◆ **Exercise goal**: Look below for the line with "Mark the innermost point of each instance of the cloudy". Extract that line and each one after it through the last, word for word.

Source records
_ _ _ _ _ _ _

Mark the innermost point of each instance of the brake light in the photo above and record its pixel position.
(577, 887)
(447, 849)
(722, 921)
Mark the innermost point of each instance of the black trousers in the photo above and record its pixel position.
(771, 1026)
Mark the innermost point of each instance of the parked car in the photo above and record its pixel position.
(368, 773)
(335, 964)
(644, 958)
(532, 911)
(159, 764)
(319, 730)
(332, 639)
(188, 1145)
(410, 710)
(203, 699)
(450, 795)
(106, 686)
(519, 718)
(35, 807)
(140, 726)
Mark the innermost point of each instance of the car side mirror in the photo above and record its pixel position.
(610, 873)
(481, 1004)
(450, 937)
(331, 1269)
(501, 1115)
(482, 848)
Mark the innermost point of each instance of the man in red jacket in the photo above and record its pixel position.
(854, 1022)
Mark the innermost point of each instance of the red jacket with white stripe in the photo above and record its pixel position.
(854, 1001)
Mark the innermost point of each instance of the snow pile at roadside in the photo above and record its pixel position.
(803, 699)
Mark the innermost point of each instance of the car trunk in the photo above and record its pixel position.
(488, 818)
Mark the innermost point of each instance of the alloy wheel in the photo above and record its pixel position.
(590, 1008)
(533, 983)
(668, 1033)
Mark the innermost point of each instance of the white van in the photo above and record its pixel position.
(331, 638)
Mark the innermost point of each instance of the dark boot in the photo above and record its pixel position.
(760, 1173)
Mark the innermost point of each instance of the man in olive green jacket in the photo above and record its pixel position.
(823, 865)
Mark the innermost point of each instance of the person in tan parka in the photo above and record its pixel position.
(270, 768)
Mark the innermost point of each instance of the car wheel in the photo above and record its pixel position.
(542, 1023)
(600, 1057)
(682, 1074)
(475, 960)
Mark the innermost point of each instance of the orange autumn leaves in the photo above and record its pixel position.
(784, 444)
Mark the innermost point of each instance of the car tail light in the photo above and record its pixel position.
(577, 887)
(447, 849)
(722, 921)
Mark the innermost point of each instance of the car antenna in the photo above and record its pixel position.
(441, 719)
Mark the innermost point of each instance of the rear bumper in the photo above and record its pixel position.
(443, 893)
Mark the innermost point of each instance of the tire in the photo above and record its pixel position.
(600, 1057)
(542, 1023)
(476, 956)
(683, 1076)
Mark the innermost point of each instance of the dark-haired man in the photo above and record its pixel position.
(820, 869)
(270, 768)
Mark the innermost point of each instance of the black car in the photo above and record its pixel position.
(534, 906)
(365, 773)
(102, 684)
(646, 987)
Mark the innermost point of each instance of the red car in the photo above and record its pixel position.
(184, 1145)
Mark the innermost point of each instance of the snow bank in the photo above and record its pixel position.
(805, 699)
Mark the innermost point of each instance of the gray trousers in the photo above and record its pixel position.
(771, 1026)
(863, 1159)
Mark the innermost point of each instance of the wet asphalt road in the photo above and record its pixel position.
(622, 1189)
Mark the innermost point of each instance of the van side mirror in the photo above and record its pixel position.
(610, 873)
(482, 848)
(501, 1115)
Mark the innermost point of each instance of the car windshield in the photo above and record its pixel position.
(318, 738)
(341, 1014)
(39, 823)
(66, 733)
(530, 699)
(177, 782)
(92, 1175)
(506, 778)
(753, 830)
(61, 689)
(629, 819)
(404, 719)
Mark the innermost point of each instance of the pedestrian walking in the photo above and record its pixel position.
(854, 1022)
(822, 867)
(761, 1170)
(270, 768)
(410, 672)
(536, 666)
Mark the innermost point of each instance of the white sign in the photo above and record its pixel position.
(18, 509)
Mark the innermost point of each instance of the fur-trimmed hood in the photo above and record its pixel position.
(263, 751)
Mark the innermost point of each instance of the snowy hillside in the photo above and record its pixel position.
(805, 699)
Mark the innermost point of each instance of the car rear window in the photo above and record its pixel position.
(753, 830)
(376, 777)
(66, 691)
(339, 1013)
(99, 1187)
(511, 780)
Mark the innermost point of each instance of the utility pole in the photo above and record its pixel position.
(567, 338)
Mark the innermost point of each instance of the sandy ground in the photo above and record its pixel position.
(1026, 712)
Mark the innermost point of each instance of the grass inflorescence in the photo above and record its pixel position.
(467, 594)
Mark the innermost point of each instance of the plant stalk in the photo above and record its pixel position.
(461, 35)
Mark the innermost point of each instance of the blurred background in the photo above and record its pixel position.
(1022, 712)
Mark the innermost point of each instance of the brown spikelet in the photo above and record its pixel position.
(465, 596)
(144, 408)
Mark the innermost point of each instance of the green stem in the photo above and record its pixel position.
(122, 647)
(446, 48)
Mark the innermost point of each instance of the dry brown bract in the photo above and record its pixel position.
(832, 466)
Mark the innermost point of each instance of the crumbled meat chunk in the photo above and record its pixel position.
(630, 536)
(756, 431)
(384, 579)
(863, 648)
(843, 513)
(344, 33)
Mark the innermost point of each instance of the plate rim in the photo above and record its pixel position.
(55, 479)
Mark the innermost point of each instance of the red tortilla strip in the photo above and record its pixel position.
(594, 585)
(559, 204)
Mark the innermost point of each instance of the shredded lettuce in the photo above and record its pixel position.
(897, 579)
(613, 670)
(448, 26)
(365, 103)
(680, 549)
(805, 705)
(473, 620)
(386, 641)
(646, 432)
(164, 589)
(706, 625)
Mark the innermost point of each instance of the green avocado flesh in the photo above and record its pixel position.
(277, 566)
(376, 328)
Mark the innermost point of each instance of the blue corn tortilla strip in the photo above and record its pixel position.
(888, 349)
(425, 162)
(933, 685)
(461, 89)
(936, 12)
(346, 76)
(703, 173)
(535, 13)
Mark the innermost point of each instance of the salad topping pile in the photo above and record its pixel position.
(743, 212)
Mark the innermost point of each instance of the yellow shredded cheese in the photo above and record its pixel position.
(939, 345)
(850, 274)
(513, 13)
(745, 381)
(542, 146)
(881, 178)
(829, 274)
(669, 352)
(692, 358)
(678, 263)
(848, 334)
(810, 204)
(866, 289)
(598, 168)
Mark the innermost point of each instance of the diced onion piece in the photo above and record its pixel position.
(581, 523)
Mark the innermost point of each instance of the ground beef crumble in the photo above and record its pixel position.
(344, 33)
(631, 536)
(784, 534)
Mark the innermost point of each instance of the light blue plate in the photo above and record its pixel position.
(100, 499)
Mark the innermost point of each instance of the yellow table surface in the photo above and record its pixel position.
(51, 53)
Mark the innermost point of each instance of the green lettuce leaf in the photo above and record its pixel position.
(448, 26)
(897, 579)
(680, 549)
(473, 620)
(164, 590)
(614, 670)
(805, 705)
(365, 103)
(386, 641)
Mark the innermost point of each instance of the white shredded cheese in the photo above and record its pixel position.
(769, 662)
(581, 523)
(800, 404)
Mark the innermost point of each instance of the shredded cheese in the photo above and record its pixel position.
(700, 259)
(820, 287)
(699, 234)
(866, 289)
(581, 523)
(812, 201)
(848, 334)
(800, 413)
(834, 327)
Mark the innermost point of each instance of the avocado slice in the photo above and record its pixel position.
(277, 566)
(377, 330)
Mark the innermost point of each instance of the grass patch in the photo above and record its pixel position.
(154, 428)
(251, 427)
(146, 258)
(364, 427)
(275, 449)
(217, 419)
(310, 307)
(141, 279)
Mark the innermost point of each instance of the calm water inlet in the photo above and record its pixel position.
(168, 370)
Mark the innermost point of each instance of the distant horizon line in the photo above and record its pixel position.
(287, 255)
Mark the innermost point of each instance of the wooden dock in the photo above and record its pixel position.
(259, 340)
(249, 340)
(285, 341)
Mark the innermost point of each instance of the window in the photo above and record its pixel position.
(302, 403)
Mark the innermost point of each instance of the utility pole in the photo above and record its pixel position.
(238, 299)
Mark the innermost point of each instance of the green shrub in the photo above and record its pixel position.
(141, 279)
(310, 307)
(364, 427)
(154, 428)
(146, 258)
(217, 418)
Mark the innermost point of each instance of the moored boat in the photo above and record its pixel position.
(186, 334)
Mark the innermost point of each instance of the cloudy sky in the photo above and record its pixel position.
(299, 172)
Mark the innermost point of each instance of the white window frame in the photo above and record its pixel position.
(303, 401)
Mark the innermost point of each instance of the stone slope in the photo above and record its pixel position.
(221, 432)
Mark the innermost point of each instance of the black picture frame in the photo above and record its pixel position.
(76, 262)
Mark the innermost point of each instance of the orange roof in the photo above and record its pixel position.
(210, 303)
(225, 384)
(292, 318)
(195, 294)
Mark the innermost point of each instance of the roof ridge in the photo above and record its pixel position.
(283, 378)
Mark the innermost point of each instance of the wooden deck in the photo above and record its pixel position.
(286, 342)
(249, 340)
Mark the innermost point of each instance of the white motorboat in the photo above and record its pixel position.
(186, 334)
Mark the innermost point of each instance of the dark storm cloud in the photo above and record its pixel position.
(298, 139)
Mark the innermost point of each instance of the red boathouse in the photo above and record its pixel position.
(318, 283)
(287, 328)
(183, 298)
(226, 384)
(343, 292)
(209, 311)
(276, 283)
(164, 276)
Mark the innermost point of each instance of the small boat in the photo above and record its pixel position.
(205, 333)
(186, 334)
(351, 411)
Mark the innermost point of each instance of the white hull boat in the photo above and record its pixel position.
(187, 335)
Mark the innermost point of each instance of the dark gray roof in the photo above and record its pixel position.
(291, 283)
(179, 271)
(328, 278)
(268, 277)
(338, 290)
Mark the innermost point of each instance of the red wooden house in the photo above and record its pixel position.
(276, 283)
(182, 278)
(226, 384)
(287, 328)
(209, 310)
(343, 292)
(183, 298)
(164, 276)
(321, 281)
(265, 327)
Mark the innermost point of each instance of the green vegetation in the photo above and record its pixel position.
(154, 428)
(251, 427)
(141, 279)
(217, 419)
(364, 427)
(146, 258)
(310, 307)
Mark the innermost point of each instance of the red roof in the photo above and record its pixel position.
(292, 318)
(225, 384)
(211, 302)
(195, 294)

_ _ _ _ _ _ _

◆ **Task solution**:
Mark the innermost point of each instance of the cloudy sky in the photo above and record its pixel position.
(299, 172)
Mark the innermost point of each instance of the white window frame in the photo above and record its pixel position.
(303, 401)
Mark the innermost point of each instance of the stone slope in the photo above and record its pixel position.
(221, 432)
Mark the innermost point of each instance of the black picture frame in the photo above and record its pixel position.
(76, 262)
Mark the innermost point of each instance of the orange roof in the photo above and record its pixel position.
(210, 303)
(225, 384)
(292, 318)
(195, 294)
Mark the innermost point of each instance of the roof ridge in the photo above and record its pixel position.
(283, 378)
Mark the innermost point of each instance of the wooden deck in the photo above and record its pixel position.
(286, 342)
(249, 340)
Mark the innermost point of each instance of the white motorboat in the photo above and record its pixel position.
(186, 334)
Mark the innermost point of each instance of the dark storm cloud in the photo above and record its pixel position.
(298, 139)
Mark the innermost point of each instance of the red boathouse in the photo above and record its pixel position.
(318, 283)
(287, 328)
(183, 298)
(226, 384)
(343, 292)
(209, 311)
(276, 283)
(164, 276)
Mark the innermost point of each instance of the small boat in the photo above and record its pixel position.
(205, 333)
(186, 334)
(351, 411)
Mark the innermost point of each instance of the white hull boat in the photo above and record its pixel position.
(187, 335)
Mark the innermost point of each instance of the dark gray roof in the photo above and record its pixel position.
(291, 283)
(179, 271)
(328, 278)
(268, 277)
(338, 290)
Mark the innermost point of each instance of the red wooden house in the photo above and record its pixel position.
(276, 283)
(182, 278)
(226, 384)
(287, 328)
(209, 310)
(343, 292)
(183, 298)
(164, 276)
(321, 281)
(265, 327)
Mark the innermost point of each instance of the green vegetation in the photo above and record its pixel position.
(154, 428)
(251, 427)
(141, 279)
(217, 419)
(364, 427)
(146, 258)
(310, 307)
Mark the innermost point of each instance of the red roof in the photo above and record its pixel position.
(292, 318)
(225, 384)
(211, 302)
(195, 294)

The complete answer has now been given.